Assigned task:
Beginning at the line that contains "Corridor-survey task: point out each instance of the bridge", write out each remaining line of the entries below exactly as it stands.

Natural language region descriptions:

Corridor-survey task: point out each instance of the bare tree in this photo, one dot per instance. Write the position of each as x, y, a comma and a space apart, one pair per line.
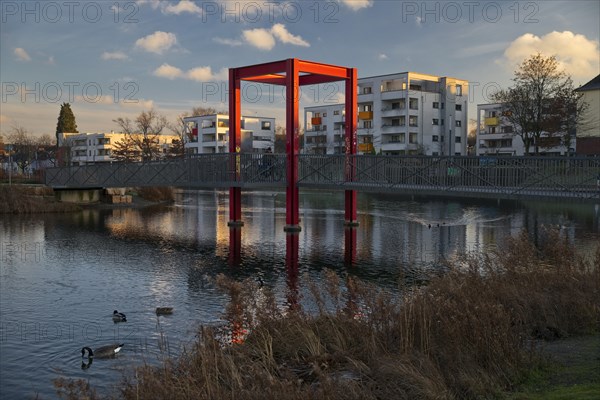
24, 147
144, 133
542, 101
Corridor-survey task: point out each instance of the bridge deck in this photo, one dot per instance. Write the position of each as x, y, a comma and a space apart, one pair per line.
498, 177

Result of this task:
Corridor-survey task: point out each instance of the bridge deck in this photo, one dot per instance. Write the position of each as x, y, a comma and a space apart, one pair per line.
498, 177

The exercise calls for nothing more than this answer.